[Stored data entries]
*** Begin section ***

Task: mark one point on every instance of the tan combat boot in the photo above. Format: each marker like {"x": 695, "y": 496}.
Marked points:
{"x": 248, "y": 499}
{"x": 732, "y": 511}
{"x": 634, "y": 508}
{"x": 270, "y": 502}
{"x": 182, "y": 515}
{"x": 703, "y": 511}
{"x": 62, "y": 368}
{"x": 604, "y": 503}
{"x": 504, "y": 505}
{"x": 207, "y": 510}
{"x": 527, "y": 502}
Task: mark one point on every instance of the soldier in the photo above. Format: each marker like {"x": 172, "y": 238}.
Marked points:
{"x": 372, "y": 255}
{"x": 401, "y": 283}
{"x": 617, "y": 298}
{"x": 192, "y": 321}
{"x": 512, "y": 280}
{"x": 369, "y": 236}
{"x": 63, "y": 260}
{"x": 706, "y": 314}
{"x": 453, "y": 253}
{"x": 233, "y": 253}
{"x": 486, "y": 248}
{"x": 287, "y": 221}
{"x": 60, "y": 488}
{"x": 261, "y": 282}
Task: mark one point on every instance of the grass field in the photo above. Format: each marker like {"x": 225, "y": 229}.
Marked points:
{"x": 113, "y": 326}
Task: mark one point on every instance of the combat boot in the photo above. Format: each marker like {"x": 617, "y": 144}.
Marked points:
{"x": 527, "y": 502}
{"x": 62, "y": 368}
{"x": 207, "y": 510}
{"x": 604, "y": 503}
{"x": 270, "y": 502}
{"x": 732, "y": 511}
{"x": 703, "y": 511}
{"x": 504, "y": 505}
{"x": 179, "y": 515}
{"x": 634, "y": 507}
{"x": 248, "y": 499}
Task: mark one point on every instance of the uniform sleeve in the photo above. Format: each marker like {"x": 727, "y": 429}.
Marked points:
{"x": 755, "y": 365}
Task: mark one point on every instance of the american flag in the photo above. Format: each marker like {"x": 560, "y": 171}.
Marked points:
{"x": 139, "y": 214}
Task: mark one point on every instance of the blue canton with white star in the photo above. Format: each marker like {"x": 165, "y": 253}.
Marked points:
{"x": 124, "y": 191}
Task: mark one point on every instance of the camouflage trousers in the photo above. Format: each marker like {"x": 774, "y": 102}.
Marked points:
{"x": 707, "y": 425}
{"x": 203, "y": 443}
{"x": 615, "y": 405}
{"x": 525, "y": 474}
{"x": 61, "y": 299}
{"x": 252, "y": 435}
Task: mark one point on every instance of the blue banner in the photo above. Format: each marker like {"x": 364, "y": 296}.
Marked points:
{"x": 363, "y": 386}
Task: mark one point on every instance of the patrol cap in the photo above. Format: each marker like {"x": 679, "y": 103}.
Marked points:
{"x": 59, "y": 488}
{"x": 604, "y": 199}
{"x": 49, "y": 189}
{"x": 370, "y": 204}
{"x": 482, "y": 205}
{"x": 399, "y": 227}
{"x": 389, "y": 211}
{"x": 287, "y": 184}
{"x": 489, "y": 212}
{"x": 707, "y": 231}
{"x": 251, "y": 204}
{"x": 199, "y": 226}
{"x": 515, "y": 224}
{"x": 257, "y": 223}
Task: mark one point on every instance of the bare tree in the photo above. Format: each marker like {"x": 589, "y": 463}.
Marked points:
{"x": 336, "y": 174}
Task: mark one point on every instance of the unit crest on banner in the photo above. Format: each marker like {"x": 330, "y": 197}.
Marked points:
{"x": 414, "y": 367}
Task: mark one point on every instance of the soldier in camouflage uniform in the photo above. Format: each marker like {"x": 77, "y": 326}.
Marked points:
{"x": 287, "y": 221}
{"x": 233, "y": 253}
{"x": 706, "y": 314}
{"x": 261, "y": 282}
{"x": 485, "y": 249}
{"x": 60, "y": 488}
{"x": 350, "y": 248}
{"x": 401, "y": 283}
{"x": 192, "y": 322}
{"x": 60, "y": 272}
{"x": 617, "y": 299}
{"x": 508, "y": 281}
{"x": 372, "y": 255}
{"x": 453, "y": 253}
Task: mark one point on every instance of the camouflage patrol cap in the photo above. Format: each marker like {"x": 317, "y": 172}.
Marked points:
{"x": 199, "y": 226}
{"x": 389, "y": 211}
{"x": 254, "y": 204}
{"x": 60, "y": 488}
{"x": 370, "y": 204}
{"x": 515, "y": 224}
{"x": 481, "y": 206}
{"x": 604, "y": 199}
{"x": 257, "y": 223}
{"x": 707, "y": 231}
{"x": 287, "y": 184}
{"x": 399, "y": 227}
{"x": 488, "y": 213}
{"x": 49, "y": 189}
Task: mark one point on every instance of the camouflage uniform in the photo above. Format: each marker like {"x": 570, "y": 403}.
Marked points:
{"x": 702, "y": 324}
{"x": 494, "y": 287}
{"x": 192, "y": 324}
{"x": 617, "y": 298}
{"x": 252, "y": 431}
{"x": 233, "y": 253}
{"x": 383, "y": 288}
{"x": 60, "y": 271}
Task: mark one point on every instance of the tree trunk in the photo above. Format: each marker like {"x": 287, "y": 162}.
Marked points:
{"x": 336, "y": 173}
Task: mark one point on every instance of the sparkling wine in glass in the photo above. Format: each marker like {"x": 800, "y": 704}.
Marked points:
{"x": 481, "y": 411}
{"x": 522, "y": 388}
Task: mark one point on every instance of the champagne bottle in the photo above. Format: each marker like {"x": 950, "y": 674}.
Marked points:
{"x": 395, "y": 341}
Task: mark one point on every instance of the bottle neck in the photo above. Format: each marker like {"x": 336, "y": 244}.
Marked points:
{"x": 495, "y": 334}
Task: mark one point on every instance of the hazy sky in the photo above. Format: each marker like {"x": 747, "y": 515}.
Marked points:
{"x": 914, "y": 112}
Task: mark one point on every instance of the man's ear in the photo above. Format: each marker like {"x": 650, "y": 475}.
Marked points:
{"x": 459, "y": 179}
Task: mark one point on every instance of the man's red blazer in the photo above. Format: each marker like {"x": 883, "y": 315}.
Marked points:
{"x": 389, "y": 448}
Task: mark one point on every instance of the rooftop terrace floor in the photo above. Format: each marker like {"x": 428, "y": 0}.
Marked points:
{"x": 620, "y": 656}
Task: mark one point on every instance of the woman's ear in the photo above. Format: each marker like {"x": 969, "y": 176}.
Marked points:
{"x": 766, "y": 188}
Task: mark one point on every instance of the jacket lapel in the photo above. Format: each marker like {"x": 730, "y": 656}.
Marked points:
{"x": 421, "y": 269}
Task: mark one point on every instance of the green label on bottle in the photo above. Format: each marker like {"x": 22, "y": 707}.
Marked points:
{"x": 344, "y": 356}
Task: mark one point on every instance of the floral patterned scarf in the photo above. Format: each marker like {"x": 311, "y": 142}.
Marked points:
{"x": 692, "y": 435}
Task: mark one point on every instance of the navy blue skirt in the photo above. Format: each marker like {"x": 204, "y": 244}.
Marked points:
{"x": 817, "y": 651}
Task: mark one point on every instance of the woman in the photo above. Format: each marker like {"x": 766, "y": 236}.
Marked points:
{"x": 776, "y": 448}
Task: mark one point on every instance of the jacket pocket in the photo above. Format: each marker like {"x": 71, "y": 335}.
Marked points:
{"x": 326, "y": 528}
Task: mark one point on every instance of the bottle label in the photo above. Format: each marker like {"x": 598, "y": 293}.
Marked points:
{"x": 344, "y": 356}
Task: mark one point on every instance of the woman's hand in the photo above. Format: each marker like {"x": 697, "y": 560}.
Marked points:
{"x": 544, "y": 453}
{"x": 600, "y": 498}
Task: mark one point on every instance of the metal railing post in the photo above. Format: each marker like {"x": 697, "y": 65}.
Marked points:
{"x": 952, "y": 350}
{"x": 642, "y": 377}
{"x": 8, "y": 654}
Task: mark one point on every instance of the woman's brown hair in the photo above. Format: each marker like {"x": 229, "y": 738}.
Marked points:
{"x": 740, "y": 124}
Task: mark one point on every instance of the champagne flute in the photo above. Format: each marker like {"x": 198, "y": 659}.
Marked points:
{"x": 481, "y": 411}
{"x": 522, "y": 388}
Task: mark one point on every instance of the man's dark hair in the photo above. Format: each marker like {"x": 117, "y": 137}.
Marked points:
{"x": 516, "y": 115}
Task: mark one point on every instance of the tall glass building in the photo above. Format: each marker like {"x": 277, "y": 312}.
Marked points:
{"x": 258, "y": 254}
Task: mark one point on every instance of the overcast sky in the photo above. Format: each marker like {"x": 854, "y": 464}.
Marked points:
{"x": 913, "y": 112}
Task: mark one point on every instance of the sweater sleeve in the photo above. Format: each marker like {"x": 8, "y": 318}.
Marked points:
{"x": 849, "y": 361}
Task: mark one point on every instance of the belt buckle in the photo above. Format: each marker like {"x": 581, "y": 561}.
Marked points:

*** End section ***

Please tally the lines above that include the word "combat" and answer with the number by itself.

## Response to this task
2